*** DATA SUPPLIED ***

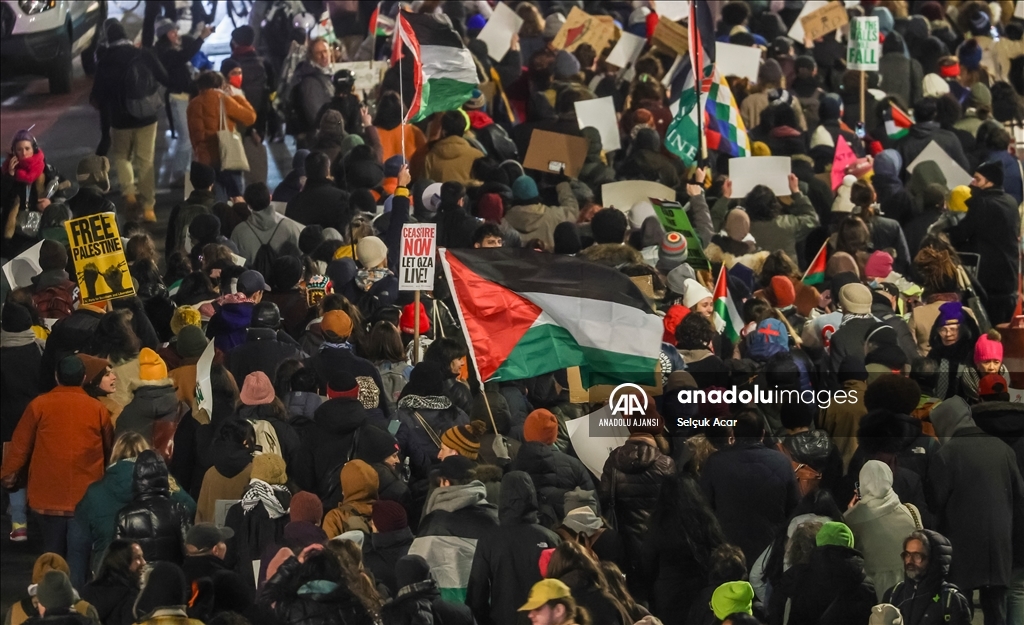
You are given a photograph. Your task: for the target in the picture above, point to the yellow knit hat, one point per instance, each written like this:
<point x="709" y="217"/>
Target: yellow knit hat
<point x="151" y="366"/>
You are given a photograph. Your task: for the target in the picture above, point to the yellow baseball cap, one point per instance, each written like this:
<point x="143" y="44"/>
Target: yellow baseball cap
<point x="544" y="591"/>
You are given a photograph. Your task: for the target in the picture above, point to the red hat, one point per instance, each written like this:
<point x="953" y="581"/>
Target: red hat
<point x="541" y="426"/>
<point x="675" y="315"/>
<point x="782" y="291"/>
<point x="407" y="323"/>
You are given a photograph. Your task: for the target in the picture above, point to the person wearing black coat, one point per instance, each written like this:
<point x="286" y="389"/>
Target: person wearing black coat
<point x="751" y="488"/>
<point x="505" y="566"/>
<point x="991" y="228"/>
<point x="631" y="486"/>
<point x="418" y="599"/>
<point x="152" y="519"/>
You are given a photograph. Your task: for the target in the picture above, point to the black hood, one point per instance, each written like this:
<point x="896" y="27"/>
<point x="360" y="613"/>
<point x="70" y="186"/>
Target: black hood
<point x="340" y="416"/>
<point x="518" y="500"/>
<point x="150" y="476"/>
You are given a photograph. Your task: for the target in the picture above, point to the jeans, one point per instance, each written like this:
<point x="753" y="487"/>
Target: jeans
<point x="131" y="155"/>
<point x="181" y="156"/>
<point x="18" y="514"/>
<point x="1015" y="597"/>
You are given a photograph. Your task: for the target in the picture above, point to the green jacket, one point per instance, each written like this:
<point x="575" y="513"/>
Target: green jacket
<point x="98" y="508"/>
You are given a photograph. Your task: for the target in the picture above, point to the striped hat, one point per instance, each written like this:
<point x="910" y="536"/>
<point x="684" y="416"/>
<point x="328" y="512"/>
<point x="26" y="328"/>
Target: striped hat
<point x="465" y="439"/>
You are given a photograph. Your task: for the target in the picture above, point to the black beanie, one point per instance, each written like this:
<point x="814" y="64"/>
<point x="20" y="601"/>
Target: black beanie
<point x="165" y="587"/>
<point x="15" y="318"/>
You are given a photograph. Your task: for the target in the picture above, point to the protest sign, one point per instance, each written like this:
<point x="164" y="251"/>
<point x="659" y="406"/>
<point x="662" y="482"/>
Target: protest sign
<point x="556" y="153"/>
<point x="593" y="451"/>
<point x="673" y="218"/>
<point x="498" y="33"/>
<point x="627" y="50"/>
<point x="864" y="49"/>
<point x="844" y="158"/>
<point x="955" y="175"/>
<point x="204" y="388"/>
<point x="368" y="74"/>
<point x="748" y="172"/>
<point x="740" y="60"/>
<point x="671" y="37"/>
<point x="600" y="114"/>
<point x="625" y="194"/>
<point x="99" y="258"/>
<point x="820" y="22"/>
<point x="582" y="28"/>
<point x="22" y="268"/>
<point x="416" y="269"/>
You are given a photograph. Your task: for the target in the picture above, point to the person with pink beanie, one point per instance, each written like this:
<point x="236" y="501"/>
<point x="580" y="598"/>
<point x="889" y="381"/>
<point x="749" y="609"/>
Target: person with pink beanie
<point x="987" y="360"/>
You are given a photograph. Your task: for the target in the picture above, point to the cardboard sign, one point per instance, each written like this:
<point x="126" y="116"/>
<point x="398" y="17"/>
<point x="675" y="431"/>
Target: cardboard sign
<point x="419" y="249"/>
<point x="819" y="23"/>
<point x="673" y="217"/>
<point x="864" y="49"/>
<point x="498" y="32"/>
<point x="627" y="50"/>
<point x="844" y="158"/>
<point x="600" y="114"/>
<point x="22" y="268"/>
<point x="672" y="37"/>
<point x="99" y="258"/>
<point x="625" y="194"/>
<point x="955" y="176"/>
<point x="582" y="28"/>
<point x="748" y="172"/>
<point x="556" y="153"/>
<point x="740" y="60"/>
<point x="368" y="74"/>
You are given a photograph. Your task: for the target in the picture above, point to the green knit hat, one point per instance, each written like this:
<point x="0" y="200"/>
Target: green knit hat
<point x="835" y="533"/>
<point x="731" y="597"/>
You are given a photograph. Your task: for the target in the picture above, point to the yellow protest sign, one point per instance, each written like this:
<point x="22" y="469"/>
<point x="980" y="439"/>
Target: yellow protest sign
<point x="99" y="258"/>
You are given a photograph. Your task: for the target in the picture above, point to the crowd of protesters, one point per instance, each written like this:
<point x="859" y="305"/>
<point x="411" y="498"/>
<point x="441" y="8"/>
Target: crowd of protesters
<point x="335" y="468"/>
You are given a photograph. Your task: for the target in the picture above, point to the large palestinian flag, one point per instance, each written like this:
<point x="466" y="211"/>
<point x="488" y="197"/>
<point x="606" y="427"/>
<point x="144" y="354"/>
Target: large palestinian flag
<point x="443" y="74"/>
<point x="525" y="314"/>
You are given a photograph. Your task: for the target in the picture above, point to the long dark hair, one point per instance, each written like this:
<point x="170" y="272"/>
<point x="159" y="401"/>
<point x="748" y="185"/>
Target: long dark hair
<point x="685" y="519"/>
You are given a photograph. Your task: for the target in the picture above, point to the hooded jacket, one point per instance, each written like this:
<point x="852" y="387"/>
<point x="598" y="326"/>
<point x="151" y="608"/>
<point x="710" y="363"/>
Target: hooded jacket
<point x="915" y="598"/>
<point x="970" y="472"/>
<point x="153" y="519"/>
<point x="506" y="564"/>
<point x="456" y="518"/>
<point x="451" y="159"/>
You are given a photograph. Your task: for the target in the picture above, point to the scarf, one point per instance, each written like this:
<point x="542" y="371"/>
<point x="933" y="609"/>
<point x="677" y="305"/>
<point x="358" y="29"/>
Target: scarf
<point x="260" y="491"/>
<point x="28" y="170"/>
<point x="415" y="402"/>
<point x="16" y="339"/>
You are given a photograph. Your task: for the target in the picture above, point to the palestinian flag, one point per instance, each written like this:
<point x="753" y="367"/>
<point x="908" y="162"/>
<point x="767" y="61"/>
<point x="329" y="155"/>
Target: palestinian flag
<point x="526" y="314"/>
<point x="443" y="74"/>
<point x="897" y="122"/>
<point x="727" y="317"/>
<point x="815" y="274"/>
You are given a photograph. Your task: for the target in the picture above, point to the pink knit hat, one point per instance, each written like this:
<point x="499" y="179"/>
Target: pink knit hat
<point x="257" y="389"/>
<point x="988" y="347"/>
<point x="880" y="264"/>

***

▶ _EXERCISE OBJECTIVE_: The expected output is every entry above, retyped exactly, with the pictures removed.

▶ _ANSWER TO THIS EXERCISE_:
You are given a photograph. Your task: for the target in the picture above, point to the yellow knit hat, one point per instance, each written like this:
<point x="709" y="217"/>
Target: yellow knit hat
<point x="151" y="366"/>
You are given a photograph. Your task: for the target in the picture above, point to the yellow baseball cap, one point per instance, each written like this:
<point x="143" y="44"/>
Target: yellow baseball cap
<point x="544" y="591"/>
You are given a photograph. Your task: for the target in the picture above, point to the red hat, one point per instance, each written like this:
<point x="953" y="581"/>
Target: red hat
<point x="541" y="426"/>
<point x="675" y="315"/>
<point x="782" y="291"/>
<point x="407" y="323"/>
You are given a photograph. Your task: for the target in the picture above, point to the person wearing black coat, one point per instance, each written like this:
<point x="286" y="389"/>
Target: person wearing black coat
<point x="751" y="488"/>
<point x="505" y="566"/>
<point x="991" y="228"/>
<point x="631" y="486"/>
<point x="418" y="599"/>
<point x="152" y="519"/>
You are given a photograph. Your task: for the target in the picture above, point to the black hood, one point per instance, each written like this:
<point x="896" y="27"/>
<point x="360" y="613"/>
<point x="70" y="186"/>
Target: black hood
<point x="340" y="416"/>
<point x="518" y="500"/>
<point x="150" y="476"/>
You are given a photograph. Your task: for the target in the picture above, point to the jeans, one point per instance, each written like this:
<point x="753" y="487"/>
Target: jeans
<point x="131" y="155"/>
<point x="181" y="156"/>
<point x="18" y="514"/>
<point x="1015" y="597"/>
You are given a photograph. Your task: for the target in the picture above, point to the green jacket, one point per instance, each written like this:
<point x="575" y="513"/>
Target: green jacket
<point x="98" y="508"/>
You are given a photograph. Your task: for the target in the picture above, point to the striped hat, one point per instance, each written like this:
<point x="910" y="536"/>
<point x="684" y="416"/>
<point x="328" y="512"/>
<point x="26" y="328"/>
Target: striped hat
<point x="465" y="439"/>
You are given a photograph. Your task: for the target in the picture above, point to the black beanie, one point per instance, each written like this:
<point x="814" y="64"/>
<point x="20" y="601"/>
Target: black beanie
<point x="165" y="587"/>
<point x="15" y="318"/>
You are given a photograph. Your task: for the target in the picture above, point to the protest sign, one point per instance, each written like this:
<point x="164" y="251"/>
<point x="659" y="406"/>
<point x="662" y="482"/>
Target: protest sign
<point x="556" y="153"/>
<point x="593" y="451"/>
<point x="673" y="218"/>
<point x="498" y="33"/>
<point x="627" y="50"/>
<point x="864" y="49"/>
<point x="844" y="158"/>
<point x="955" y="175"/>
<point x="204" y="388"/>
<point x="368" y="74"/>
<point x="748" y="172"/>
<point x="740" y="60"/>
<point x="671" y="37"/>
<point x="600" y="114"/>
<point x="625" y="194"/>
<point x="99" y="258"/>
<point x="820" y="22"/>
<point x="582" y="28"/>
<point x="22" y="268"/>
<point x="416" y="269"/>
You are given a photograph. Your task: for the target in the picture above, point to the person with pink beanie, one point per instance, each written like this:
<point x="236" y="501"/>
<point x="580" y="598"/>
<point x="889" y="381"/>
<point x="749" y="609"/>
Target: person with pink beanie
<point x="987" y="360"/>
You are given a photograph. Your task: for the target in the picture above, point to the cardboard sign, one point per instance, each written like this:
<point x="126" y="116"/>
<point x="398" y="17"/>
<point x="675" y="431"/>
Target: cardboard sign
<point x="419" y="249"/>
<point x="819" y="23"/>
<point x="673" y="217"/>
<point x="864" y="49"/>
<point x="498" y="32"/>
<point x="627" y="50"/>
<point x="844" y="158"/>
<point x="600" y="114"/>
<point x="22" y="268"/>
<point x="672" y="37"/>
<point x="99" y="258"/>
<point x="625" y="194"/>
<point x="955" y="176"/>
<point x="582" y="28"/>
<point x="748" y="172"/>
<point x="556" y="153"/>
<point x="740" y="60"/>
<point x="368" y="74"/>
You are given a photograph. Your task: for the target in the picture above, point to the green knit hat, one point per instance, each written like this:
<point x="0" y="200"/>
Target: green knit hat
<point x="835" y="533"/>
<point x="731" y="597"/>
You are given a photograph. Your task: for the target in the picture above, point to the yellow protest sign, one point per instance, each written like this:
<point x="22" y="469"/>
<point x="980" y="439"/>
Target: yellow protest sign
<point x="99" y="258"/>
You are given a photograph. Your task: for the target in the picture above, point to the crowd of protesters, one point per instance, each written like this:
<point x="859" y="305"/>
<point x="411" y="498"/>
<point x="441" y="8"/>
Target: crowd of protesters
<point x="335" y="468"/>
You are given a photograph. Your task: for the target in the picture above, point to the large palestinian flag, one point per instance, each written like this:
<point x="466" y="211"/>
<point x="488" y="197"/>
<point x="606" y="427"/>
<point x="144" y="354"/>
Target: large palestinian flag
<point x="443" y="74"/>
<point x="525" y="314"/>
You are given a photograph. Your task: for the target in the picture above, point to the long dark hair, one point per instance, each written like this:
<point x="170" y="272"/>
<point x="159" y="401"/>
<point x="748" y="185"/>
Target: long dark hair
<point x="685" y="519"/>
You are given a photograph. Your task: for the target in the picture above, point to the hooded jacket, one point per instance, each written like this:
<point x="852" y="387"/>
<point x="598" y="326"/>
<point x="151" y="608"/>
<point x="710" y="363"/>
Target: hooded jacket
<point x="915" y="598"/>
<point x="970" y="472"/>
<point x="153" y="519"/>
<point x="506" y="564"/>
<point x="456" y="518"/>
<point x="451" y="159"/>
You are given a photograph. Your task: for the target in the picture above, point to the scarf, one point per instance, each written like this:
<point x="542" y="371"/>
<point x="933" y="609"/>
<point x="677" y="305"/>
<point x="358" y="29"/>
Target: scarf
<point x="260" y="491"/>
<point x="28" y="170"/>
<point x="415" y="402"/>
<point x="16" y="339"/>
You are given a photograph. Your task: for the target in the picture above, point to the palestinian flag, one point per instance, each written like this:
<point x="753" y="367"/>
<point x="908" y="162"/>
<point x="767" y="61"/>
<point x="329" y="155"/>
Target: palestinian flag
<point x="526" y="314"/>
<point x="443" y="74"/>
<point x="897" y="122"/>
<point x="727" y="317"/>
<point x="815" y="274"/>
You are given a photograph. Your task: for the target in the picture above, point to the pink knit hat, one point per instance, each written like this:
<point x="499" y="179"/>
Target: pink knit hat
<point x="257" y="389"/>
<point x="988" y="347"/>
<point x="880" y="264"/>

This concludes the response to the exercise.